**Record list**
•••••
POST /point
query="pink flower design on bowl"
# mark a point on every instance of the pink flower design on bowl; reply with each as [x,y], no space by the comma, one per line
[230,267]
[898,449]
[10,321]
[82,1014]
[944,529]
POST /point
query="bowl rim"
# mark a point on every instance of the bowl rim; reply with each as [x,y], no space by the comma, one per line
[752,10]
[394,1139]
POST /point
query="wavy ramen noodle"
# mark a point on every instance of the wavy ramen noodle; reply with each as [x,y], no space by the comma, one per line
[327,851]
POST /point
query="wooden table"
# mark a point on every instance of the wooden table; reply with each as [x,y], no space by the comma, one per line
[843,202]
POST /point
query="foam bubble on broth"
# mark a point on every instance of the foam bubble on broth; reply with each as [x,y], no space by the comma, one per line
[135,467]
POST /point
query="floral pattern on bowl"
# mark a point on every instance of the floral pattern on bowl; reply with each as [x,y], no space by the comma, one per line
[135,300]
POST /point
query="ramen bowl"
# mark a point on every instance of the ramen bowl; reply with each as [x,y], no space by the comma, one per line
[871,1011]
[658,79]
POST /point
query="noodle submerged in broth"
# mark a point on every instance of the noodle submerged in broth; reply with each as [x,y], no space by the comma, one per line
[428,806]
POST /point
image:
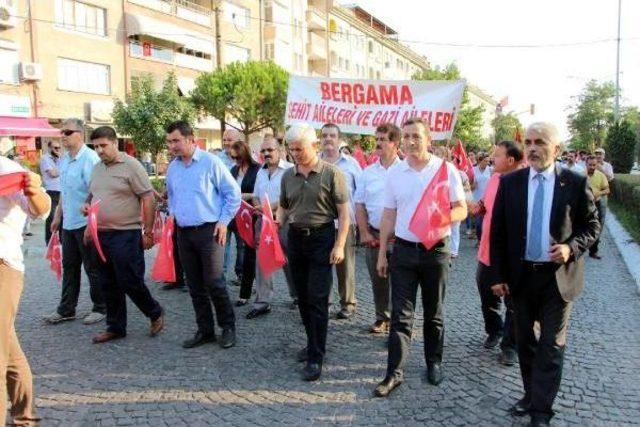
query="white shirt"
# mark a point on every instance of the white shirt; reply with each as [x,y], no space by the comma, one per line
[405,187]
[14,209]
[370,191]
[270,184]
[549,181]
[481,179]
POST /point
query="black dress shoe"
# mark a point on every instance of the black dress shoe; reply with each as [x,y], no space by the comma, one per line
[434,373]
[492,341]
[302,355]
[386,386]
[258,312]
[520,408]
[199,339]
[228,338]
[312,372]
[539,421]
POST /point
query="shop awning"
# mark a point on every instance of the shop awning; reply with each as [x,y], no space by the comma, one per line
[19,126]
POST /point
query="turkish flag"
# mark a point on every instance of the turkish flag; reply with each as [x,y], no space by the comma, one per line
[432,217]
[270,254]
[244,223]
[12,183]
[163,269]
[92,224]
[54,255]
[461,160]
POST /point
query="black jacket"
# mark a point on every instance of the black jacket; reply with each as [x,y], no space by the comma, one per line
[574,221]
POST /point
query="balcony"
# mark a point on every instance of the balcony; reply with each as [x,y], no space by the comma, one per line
[316,19]
[157,53]
[189,10]
[193,62]
[316,47]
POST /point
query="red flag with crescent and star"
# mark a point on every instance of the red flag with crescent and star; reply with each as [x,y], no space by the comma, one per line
[92,224]
[432,218]
[270,255]
[461,161]
[244,223]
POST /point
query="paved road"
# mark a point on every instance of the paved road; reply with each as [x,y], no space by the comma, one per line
[145,381]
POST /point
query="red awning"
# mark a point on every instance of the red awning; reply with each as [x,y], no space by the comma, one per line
[19,126]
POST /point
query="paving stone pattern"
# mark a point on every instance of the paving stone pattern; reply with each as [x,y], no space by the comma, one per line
[153,381]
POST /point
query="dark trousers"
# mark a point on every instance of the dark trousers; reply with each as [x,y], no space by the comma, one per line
[309,256]
[541,361]
[491,307]
[202,259]
[601,205]
[74,255]
[123,274]
[412,267]
[55,198]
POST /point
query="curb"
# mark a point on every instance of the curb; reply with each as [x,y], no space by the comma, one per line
[628,248]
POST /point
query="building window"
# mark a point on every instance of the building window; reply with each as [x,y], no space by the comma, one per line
[237,15]
[87,77]
[82,17]
[9,64]
[233,53]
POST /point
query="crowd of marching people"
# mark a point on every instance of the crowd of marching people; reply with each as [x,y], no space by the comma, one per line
[305,208]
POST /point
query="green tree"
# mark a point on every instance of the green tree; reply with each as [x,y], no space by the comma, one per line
[591,115]
[146,112]
[621,144]
[505,127]
[469,124]
[253,93]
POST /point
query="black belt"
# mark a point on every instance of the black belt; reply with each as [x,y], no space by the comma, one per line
[417,245]
[308,230]
[540,267]
[197,227]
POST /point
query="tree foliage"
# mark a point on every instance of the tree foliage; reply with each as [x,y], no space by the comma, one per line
[591,115]
[146,112]
[505,127]
[469,124]
[621,144]
[253,94]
•••••
**Brief**
Select every line of the data above that contains the word "black", and copy each one in full.

**Exercise solution**
query="black dress shoe"
# mark a point on every instance of the black dress shoe; reply with each as [x,y], no space by the comma, one per line
query="black jacket"
# mark a point on every instance of the black jacket; reply with each as [x,y], no space by the comma, one per line
query="black belt"
# mark a point on every instance of the black belt; reply with each as [x,y], no space by the comma, one per line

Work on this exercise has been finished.